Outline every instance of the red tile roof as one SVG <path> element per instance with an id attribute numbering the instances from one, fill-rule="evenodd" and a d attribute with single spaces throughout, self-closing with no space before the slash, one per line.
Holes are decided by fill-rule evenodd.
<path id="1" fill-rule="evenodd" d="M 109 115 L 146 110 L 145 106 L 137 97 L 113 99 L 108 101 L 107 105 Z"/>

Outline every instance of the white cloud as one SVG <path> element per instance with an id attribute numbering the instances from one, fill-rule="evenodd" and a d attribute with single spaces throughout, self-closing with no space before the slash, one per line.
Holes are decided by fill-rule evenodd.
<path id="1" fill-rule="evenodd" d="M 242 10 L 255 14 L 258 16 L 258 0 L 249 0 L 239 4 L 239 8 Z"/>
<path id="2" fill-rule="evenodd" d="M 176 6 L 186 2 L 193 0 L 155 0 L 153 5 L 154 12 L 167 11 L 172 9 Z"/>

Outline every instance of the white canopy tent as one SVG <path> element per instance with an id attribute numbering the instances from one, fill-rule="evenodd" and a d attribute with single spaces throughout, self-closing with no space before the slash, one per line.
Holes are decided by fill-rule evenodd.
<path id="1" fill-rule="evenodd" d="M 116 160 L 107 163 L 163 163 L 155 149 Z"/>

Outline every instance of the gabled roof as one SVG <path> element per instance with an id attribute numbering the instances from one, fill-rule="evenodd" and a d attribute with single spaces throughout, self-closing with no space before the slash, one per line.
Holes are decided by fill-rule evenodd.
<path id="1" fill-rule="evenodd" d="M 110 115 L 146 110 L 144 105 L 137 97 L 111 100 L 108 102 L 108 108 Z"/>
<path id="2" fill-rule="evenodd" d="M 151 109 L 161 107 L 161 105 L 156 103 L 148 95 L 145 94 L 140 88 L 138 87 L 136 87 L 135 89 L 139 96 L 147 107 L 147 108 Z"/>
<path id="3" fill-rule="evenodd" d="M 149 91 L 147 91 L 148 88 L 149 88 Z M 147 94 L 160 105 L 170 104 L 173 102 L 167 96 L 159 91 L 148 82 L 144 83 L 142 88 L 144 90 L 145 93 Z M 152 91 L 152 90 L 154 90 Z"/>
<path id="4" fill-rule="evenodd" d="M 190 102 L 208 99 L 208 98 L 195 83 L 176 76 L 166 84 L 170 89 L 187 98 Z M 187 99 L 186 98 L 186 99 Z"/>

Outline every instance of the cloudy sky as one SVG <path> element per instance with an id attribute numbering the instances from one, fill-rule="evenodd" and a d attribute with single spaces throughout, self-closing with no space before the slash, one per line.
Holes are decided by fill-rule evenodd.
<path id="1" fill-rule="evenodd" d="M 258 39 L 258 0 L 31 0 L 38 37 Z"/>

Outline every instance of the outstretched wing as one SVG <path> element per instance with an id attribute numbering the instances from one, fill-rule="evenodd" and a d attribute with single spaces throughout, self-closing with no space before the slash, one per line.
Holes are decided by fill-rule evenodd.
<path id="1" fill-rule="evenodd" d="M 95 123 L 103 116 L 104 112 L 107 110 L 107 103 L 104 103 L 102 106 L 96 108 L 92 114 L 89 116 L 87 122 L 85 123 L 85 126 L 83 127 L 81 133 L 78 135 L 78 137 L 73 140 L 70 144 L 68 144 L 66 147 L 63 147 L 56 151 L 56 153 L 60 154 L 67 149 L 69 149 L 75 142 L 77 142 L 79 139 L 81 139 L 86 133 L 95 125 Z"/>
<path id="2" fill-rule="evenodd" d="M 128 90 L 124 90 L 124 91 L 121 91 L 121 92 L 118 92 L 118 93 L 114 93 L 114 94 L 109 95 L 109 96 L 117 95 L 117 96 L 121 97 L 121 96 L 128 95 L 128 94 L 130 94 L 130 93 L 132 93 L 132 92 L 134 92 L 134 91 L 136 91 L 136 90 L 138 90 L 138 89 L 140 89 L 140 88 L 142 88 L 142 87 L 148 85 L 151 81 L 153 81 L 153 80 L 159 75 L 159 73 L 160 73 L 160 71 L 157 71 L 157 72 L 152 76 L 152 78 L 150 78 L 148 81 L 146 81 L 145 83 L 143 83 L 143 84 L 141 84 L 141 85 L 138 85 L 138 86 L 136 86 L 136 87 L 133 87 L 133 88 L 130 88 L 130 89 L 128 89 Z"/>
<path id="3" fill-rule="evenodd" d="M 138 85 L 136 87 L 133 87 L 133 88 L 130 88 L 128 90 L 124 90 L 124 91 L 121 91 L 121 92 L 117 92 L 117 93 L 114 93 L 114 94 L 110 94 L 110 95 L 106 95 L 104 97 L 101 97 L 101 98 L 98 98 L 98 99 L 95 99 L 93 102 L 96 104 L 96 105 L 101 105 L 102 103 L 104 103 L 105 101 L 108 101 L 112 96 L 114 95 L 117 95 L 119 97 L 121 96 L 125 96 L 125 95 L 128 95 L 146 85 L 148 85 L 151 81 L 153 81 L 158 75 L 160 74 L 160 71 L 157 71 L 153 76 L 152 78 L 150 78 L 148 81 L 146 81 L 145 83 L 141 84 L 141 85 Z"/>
···
Render every line of the records above as a numbered list, omitting any blank lines.

1. Outline every instance of the red tile roof as one SVG <path> element per instance with an id attribute numbering the instances from one, fill-rule="evenodd" and a d attribute with single spaces throughout, self-closing with no space before the slash, one per line.
2. Holes are decided by fill-rule evenodd.
3. <path id="1" fill-rule="evenodd" d="M 109 115 L 146 110 L 145 106 L 137 97 L 113 99 L 108 101 L 107 105 Z"/>
4. Outline every instance of the white cloud as one SVG <path> element per instance with an id attribute numbering the instances from one, fill-rule="evenodd" and a d attribute with single spaces throughout, self-closing with no space before the slash, one per line.
5. Holes are decided by fill-rule evenodd.
6. <path id="1" fill-rule="evenodd" d="M 242 10 L 255 14 L 258 16 L 258 0 L 249 0 L 239 4 L 239 8 Z"/>
7. <path id="2" fill-rule="evenodd" d="M 176 6 L 186 2 L 193 0 L 155 0 L 153 5 L 154 12 L 167 11 L 172 9 Z"/>
8. Outline every instance of the white canopy tent as one SVG <path> element per instance with an id attribute numbering the instances from one, fill-rule="evenodd" and a d attribute with single spaces throughout, self-closing with no space before the slash, one per line.
9. Holes are decided by fill-rule evenodd.
10. <path id="1" fill-rule="evenodd" d="M 116 160 L 107 163 L 163 163 L 155 149 Z"/>
11. Outline every instance of the gabled roof as one SVG <path> element per instance with an id attribute numbering the instances from one, fill-rule="evenodd" and a d attribute with single spaces throughout, self-closing with no space before the slash, one per line.
12. Holes are decided by fill-rule evenodd.
13. <path id="1" fill-rule="evenodd" d="M 110 115 L 146 110 L 144 105 L 137 97 L 111 100 L 108 102 L 108 108 Z"/>
14. <path id="2" fill-rule="evenodd" d="M 151 109 L 161 107 L 161 105 L 156 103 L 148 95 L 145 94 L 140 88 L 138 87 L 136 87 L 135 89 L 139 96 L 147 107 L 147 108 Z"/>
15. <path id="3" fill-rule="evenodd" d="M 149 91 L 147 91 L 148 88 L 149 88 Z M 147 94 L 160 105 L 170 104 L 173 102 L 167 96 L 159 91 L 148 82 L 144 83 L 142 88 L 144 90 L 145 93 Z M 152 91 L 152 90 L 154 90 Z"/>
16. <path id="4" fill-rule="evenodd" d="M 190 102 L 208 99 L 208 98 L 195 83 L 176 76 L 166 84 L 170 89 L 187 98 Z M 187 99 L 186 98 L 186 99 Z"/>
17. Outline every instance of the cloudy sky as one SVG <path> element per instance with an id attribute numbering the instances from one, fill-rule="evenodd" and a d attribute with single spaces throughout, self-closing with no space before the slash, one per line.
18. Holes are decided by fill-rule evenodd.
19. <path id="1" fill-rule="evenodd" d="M 258 39 L 258 0 L 31 0 L 38 37 Z"/>
20. Outline every instance of the outstretched wing as one SVG <path> element per instance with an id attribute numbering the instances from one, fill-rule="evenodd" and a d attribute with single spaces throughout, self-closing with no space before the slash, one per line.
21. Holes are decided by fill-rule evenodd.
22. <path id="1" fill-rule="evenodd" d="M 95 123 L 103 116 L 104 112 L 107 110 L 107 103 L 104 103 L 102 106 L 96 108 L 92 114 L 89 116 L 87 122 L 85 123 L 85 126 L 83 127 L 81 133 L 78 135 L 78 137 L 73 140 L 70 144 L 68 144 L 66 147 L 63 147 L 56 151 L 56 153 L 60 154 L 67 149 L 69 149 L 75 142 L 77 142 L 79 139 L 81 139 L 86 133 L 95 125 Z"/>
23. <path id="2" fill-rule="evenodd" d="M 128 90 L 124 90 L 124 91 L 121 91 L 121 92 L 118 92 L 118 93 L 114 93 L 114 94 L 109 95 L 109 96 L 117 95 L 117 96 L 121 97 L 121 96 L 128 95 L 128 94 L 130 94 L 130 93 L 132 93 L 132 92 L 134 92 L 134 91 L 136 91 L 136 90 L 138 90 L 138 89 L 140 89 L 140 88 L 142 88 L 142 87 L 148 85 L 151 81 L 153 81 L 153 80 L 159 75 L 159 73 L 160 73 L 160 71 L 157 71 L 157 72 L 152 76 L 152 78 L 150 78 L 148 81 L 146 81 L 145 83 L 143 83 L 143 84 L 141 84 L 141 85 L 138 85 L 138 86 L 136 86 L 136 87 L 133 87 L 133 88 L 130 88 L 130 89 L 128 89 Z"/>
24. <path id="3" fill-rule="evenodd" d="M 138 85 L 136 87 L 133 87 L 133 88 L 130 88 L 128 90 L 124 90 L 124 91 L 121 91 L 121 92 L 117 92 L 117 93 L 114 93 L 114 94 L 110 94 L 110 95 L 106 95 L 104 97 L 101 97 L 101 98 L 98 98 L 98 99 L 95 99 L 93 102 L 96 104 L 96 105 L 101 105 L 102 103 L 104 103 L 105 101 L 108 101 L 112 96 L 114 95 L 117 95 L 119 97 L 121 96 L 125 96 L 125 95 L 128 95 L 146 85 L 148 85 L 151 81 L 153 81 L 158 75 L 160 74 L 160 71 L 157 71 L 153 76 L 152 78 L 150 78 L 148 81 L 146 81 L 145 83 L 141 84 L 141 85 Z"/>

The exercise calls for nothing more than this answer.